### WHAT IS REQUIRED:
Take the material below and write it all out again exactly.

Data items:
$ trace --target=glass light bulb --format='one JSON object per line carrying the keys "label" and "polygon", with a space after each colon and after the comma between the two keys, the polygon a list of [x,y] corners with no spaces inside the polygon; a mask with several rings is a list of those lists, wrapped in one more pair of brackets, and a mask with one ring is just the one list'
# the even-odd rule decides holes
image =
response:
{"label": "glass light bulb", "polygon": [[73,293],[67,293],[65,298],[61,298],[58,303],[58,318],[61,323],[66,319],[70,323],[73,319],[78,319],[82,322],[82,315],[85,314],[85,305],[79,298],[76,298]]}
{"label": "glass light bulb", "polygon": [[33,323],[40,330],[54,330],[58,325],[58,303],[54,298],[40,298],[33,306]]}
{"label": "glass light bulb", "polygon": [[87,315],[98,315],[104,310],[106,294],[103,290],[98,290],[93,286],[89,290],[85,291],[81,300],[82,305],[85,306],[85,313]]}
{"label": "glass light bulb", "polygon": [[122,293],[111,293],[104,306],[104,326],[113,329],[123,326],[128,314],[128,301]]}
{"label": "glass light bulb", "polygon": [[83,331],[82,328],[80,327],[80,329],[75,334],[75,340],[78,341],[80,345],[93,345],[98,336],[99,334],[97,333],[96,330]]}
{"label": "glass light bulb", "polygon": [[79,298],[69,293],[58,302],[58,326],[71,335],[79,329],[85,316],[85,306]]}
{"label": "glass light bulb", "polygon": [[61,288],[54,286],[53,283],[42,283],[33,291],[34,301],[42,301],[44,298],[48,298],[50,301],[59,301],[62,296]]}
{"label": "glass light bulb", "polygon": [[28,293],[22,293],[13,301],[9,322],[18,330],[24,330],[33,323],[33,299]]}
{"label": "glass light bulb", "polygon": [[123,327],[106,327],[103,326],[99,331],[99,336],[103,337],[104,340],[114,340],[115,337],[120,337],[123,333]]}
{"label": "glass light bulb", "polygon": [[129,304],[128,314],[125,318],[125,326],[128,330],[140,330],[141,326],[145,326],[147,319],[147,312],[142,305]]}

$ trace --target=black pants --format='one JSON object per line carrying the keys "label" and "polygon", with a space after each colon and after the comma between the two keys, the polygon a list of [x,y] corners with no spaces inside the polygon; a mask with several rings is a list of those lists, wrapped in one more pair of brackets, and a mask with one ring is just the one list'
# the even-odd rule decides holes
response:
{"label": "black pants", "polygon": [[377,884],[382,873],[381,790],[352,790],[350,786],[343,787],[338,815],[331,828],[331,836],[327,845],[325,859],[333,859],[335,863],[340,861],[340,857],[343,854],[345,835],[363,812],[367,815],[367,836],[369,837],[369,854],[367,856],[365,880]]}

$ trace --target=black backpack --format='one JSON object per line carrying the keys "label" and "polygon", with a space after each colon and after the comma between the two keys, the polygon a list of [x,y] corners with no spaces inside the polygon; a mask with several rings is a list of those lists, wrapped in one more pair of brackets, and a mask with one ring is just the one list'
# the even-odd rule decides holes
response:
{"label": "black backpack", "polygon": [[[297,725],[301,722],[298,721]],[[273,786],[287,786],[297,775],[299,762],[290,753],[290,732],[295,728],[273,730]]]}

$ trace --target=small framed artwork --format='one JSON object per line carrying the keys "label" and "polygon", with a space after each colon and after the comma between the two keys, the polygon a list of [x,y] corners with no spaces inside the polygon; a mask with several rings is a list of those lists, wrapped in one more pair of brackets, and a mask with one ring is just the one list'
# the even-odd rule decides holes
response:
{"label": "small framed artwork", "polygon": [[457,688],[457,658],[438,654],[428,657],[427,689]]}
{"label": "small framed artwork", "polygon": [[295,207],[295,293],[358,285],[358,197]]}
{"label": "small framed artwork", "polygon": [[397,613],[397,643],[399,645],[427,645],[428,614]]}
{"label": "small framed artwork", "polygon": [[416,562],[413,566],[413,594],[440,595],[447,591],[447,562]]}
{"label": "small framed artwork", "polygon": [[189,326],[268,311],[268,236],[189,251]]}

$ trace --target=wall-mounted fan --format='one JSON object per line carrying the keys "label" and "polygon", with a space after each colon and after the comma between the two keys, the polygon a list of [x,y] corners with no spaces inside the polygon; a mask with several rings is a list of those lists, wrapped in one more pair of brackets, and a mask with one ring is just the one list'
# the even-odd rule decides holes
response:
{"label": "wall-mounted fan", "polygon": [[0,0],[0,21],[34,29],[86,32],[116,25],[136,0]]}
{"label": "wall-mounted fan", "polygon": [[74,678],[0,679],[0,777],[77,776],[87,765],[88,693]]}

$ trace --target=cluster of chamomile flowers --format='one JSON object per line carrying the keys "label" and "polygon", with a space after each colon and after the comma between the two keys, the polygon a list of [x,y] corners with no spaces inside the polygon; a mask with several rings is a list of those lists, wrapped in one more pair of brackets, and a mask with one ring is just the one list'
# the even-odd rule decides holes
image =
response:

### TASK RESPONSE:
$ trace --target=glass light bulb --format='one JSON object per line carrying the keys "label" and "polygon", with a space after each colon and after the comma between the two keys, the polygon a list of [x,y] corners with no spaces inside the polygon; a mask with several rings is a list of those lists, wrapped in one more pair of brackets, and a mask with one ring is just the one list'
# the even-odd rule decides holes
image =
response:
{"label": "glass light bulb", "polygon": [[73,293],[67,293],[65,298],[61,298],[58,303],[58,318],[61,323],[66,319],[70,323],[73,319],[78,319],[82,322],[82,315],[85,314],[85,305],[79,298],[76,298]]}
{"label": "glass light bulb", "polygon": [[33,323],[40,330],[54,330],[58,325],[58,303],[54,298],[40,298],[33,306]]}
{"label": "glass light bulb", "polygon": [[87,315],[98,315],[104,310],[106,294],[103,290],[98,290],[93,286],[89,290],[85,291],[81,300],[82,305],[85,306],[85,313]]}
{"label": "glass light bulb", "polygon": [[122,293],[111,293],[104,306],[104,326],[113,329],[123,326],[128,314],[128,301]]}
{"label": "glass light bulb", "polygon": [[83,331],[82,328],[80,327],[80,329],[75,334],[75,340],[78,341],[80,345],[93,345],[98,336],[99,334],[97,333],[96,330]]}
{"label": "glass light bulb", "polygon": [[79,298],[69,293],[58,302],[58,326],[71,335],[79,329],[85,316],[85,306]]}
{"label": "glass light bulb", "polygon": [[61,288],[54,286],[53,283],[42,283],[33,291],[34,301],[42,301],[44,298],[48,298],[50,301],[59,301],[62,296]]}
{"label": "glass light bulb", "polygon": [[28,293],[22,293],[13,301],[9,322],[18,330],[24,330],[33,323],[33,299]]}
{"label": "glass light bulb", "polygon": [[123,327],[106,327],[103,326],[99,331],[99,336],[103,337],[104,340],[114,340],[115,337],[120,337],[123,333]]}
{"label": "glass light bulb", "polygon": [[129,304],[128,314],[125,318],[125,326],[128,330],[140,330],[141,326],[145,326],[147,319],[147,312],[142,305]]}

$ trace --target=black pants --format='one JSON object per line carrying the keys "label" and "polygon", with a space after each colon and after the comma between the two keys, the polygon a list of [x,y] corners with no spaces inside the polygon; a mask with several rings is a list of those lists, wrapped in one more pair of brackets, and a mask with one ring is just the one list'
# the even-odd rule decides holes
response:
{"label": "black pants", "polygon": [[377,884],[382,873],[381,790],[352,790],[350,786],[343,787],[338,815],[331,828],[331,836],[327,845],[325,859],[333,859],[335,863],[340,861],[340,857],[343,854],[345,835],[363,812],[367,815],[367,836],[369,837],[369,854],[367,856],[365,880]]}

$ trace --target=black backpack --format='one JSON object per line carrying the keys "label" and "polygon", with a space after each colon and after the comma between the two keys, the polygon a list of [x,y] corners with no spaces inside the polygon; a mask with several rings is a list of those lists, wrapped in one more pair of brackets, and a mask with one ring is just the one list'
# the even-odd rule decides holes
response:
{"label": "black backpack", "polygon": [[[297,725],[301,722],[298,721]],[[273,786],[287,786],[297,775],[299,762],[290,753],[290,732],[295,728],[273,730]]]}

$ trace --target=small framed artwork --format='one JSON object per line carrying the keys "label" and "polygon", with a space after each colon and after the comma between the two keys, the polygon a list of [x,y] corners with no spaces inside the polygon; a mask with several rings is a list of those lists, wrapped in one more pair of brackets, and a mask with one ring is just the one list'
# the even-odd rule decides holes
response:
{"label": "small framed artwork", "polygon": [[457,688],[457,658],[438,654],[428,657],[427,689]]}
{"label": "small framed artwork", "polygon": [[295,207],[295,293],[358,285],[358,197]]}
{"label": "small framed artwork", "polygon": [[397,613],[397,643],[399,645],[427,645],[428,614]]}
{"label": "small framed artwork", "polygon": [[416,562],[413,566],[413,594],[440,595],[447,591],[447,562]]}
{"label": "small framed artwork", "polygon": [[189,326],[268,311],[268,236],[189,251]]}

$ trace --target=wall-mounted fan --format='one JSON object per line carrying the keys "label" and "polygon", with a space after each colon and after the comma between the two keys, the polygon a list of [x,y] corners with no spaces inside the polygon; a mask with several rings is a list of those lists, wrapped in one more pair of brackets, and a mask with one ring is just the one list'
# the even-odd rule decides holes
response:
{"label": "wall-mounted fan", "polygon": [[0,0],[0,21],[34,29],[86,32],[116,25],[136,0]]}
{"label": "wall-mounted fan", "polygon": [[74,678],[0,679],[0,777],[77,776],[87,765],[88,693]]}

$ trace --target=cluster of chamomile flowers --format='one JSON object per line carrying the keys "label" and "polygon", with a space after each colon and after the comma between the two keys, the polygon a list of [x,y] corners with no spaces inside the polygon; a mask with several rings is a list of those lists, wrapped in one more pair of brackets, and a mask with one ring is just the one list'
# the even-odd rule decides holes
image =
response:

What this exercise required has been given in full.